▶ _Prompt_
Write all of the entries out again exactly, but not the images.

*** Available data ***

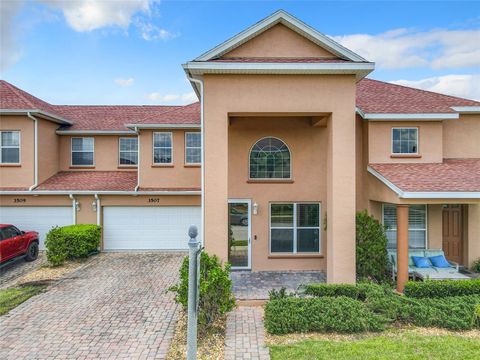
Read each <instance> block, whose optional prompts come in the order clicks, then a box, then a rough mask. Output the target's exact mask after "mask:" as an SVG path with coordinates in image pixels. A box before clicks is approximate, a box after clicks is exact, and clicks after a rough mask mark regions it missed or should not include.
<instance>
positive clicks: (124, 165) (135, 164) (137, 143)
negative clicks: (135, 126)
mask: <svg viewBox="0 0 480 360" xmlns="http://www.w3.org/2000/svg"><path fill="white" fill-rule="evenodd" d="M122 139H136V140H137V151H134V150H124V151H122V147H121V145H120V143H121V142H122ZM122 152H130V153H137V163H136V164H130V165H129V164H122V163H120V158H121V156H120V153H122ZM118 166H121V167H137V166H138V137H135V136H122V137H119V138H118Z"/></svg>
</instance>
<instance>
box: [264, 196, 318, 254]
mask: <svg viewBox="0 0 480 360" xmlns="http://www.w3.org/2000/svg"><path fill="white" fill-rule="evenodd" d="M283 204H293V226H273V227H272V205H283ZM304 204H314V205H318V227H317V226H308V227H303V226H302V227H299V226H298V225H297V206H298V205H304ZM268 228H269V230H268V252H269V254H270V255H273V256H275V255H286V254H289V255H296V254H300V255H322V203H321V202H317V201H297V202H292V201H273V202H270V203H269V204H268ZM284 229H287V230H293V252H272V230H284ZM298 229H313V230H315V229H318V252H313V251H311V252H298V251H297V230H298Z"/></svg>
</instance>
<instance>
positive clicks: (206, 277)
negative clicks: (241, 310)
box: [169, 251, 235, 332]
mask: <svg viewBox="0 0 480 360" xmlns="http://www.w3.org/2000/svg"><path fill="white" fill-rule="evenodd" d="M188 262H189V260H188V256H186V257H185V258H184V259H183V263H182V266H181V268H180V283H179V284H178V285H175V286H172V287H171V288H170V289H169V291H172V292H174V293H176V295H175V301H176V302H177V303H179V304H181V305H183V307H184V308H185V309H187V306H188ZM198 305H199V307H198V325H199V331H201V332H203V331H205V330H206V329H207V328H208V327H209V326H210V325H212V324H213V323H214V322H215V321H216V320H217V319H219V318H220V317H221V316H222V315H224V314H226V313H227V312H229V311H231V310H233V308H234V307H235V298H234V296H233V292H232V280H231V279H230V265H229V264H225V266H222V264H221V263H220V260H219V258H218V257H217V256H215V255H212V256H209V255H208V254H207V253H206V252H204V251H203V252H202V254H201V256H200V294H199V304H198Z"/></svg>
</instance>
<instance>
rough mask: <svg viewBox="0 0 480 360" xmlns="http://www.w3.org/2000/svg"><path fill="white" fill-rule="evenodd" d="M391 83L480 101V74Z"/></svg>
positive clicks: (467, 98)
mask: <svg viewBox="0 0 480 360" xmlns="http://www.w3.org/2000/svg"><path fill="white" fill-rule="evenodd" d="M390 82H391V83H393V84H398V85H404V86H411V87H414V88H418V89H423V90H428V91H434V92H438V93H441V94H447V95H453V96H459V97H462V98H467V99H473V100H480V74H474V75H444V76H435V77H430V78H426V79H420V80H396V81H390Z"/></svg>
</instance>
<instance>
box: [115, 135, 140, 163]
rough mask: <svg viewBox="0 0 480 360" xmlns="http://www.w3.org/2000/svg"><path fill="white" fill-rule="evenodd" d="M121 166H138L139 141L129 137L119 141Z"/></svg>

*** End of Available data ***

▶ _Your solution_
Read each <instance> block, whose optional prompts come in the order clicks, then a box, then a rough mask. Output the target's exact mask after "mask:" as an SVG path with coordinates in image pixels. A box before clicks is approximate, a box after clicks is exact, and clicks after a rough mask mark regions it missed or should not include.
<instance>
positive clicks: (124, 165) (135, 164) (137, 143)
negative clicks: (135, 126)
mask: <svg viewBox="0 0 480 360" xmlns="http://www.w3.org/2000/svg"><path fill="white" fill-rule="evenodd" d="M122 139H136V140H137V151H134V150H124V151H122V147H121V145H120V143H121V142H122ZM122 152H130V153H137V163H136V164H130V165H129V164H122V163H120V158H121V156H120V153H122ZM118 166H121V167H137V166H138V137H135V136H122V137H119V138H118Z"/></svg>
</instance>
<instance>
box: [264, 196, 318, 254]
mask: <svg viewBox="0 0 480 360" xmlns="http://www.w3.org/2000/svg"><path fill="white" fill-rule="evenodd" d="M283 204H293V226H273V227H272V205H283ZM304 204H314V205H318V227H317V226H308V227H303V226H302V227H299V226H298V225H297V206H298V205H304ZM268 228H269V230H268V252H269V254H270V255H273V256H275V255H286V254H289V255H296V254H300V255H322V203H321V202H317V201H297V202H292V201H273V202H270V203H269V204H268ZM284 229H287V230H293V252H272V230H284ZM298 229H313V230H315V229H318V252H313V251H311V252H298V251H297V230H298Z"/></svg>
</instance>
<instance>
positive clicks: (206, 277)
negative clicks: (241, 310)
box: [169, 251, 235, 332]
mask: <svg viewBox="0 0 480 360" xmlns="http://www.w3.org/2000/svg"><path fill="white" fill-rule="evenodd" d="M188 262H189V260H188V256H186V257H185V258H184V259H183V263H182V266H181V268H180V283H179V284H178V285H175V286H172V287H171V288H170V289H169V291H172V292H174V293H176V295H175V301H176V302H177V303H179V304H181V305H183V307H184V308H185V309H187V306H188ZM198 305H199V307H198V325H199V331H201V332H203V331H205V330H206V329H207V328H208V327H209V326H210V325H212V324H213V323H214V322H215V321H216V320H217V319H219V318H220V317H221V316H222V315H224V314H226V313H227V312H229V311H231V310H233V308H234V307H235V298H234V296H233V292H232V280H231V279H230V265H229V264H225V266H222V264H221V263H220V260H219V258H218V257H217V256H215V255H212V256H209V255H208V254H207V253H206V252H204V251H203V252H202V254H201V256H200V294H199V304H198Z"/></svg>
</instance>
<instance>
rough mask: <svg viewBox="0 0 480 360" xmlns="http://www.w3.org/2000/svg"><path fill="white" fill-rule="evenodd" d="M391 83L480 101V74Z"/></svg>
positive clicks: (467, 98)
mask: <svg viewBox="0 0 480 360" xmlns="http://www.w3.org/2000/svg"><path fill="white" fill-rule="evenodd" d="M390 82H391V83H393V84H398V85H404V86H411V87H414V88H418V89H423V90H428V91H434V92H438V93H441V94H447V95H453V96H459V97H462V98H467V99H473V100H480V74H474V75H444V76H435V77H430V78H426V79H420V80H396V81H390Z"/></svg>
</instance>
<instance>
box: [115, 135, 140, 163]
rough mask: <svg viewBox="0 0 480 360" xmlns="http://www.w3.org/2000/svg"><path fill="white" fill-rule="evenodd" d="M121 166H138L139 141L129 137L119 141Z"/></svg>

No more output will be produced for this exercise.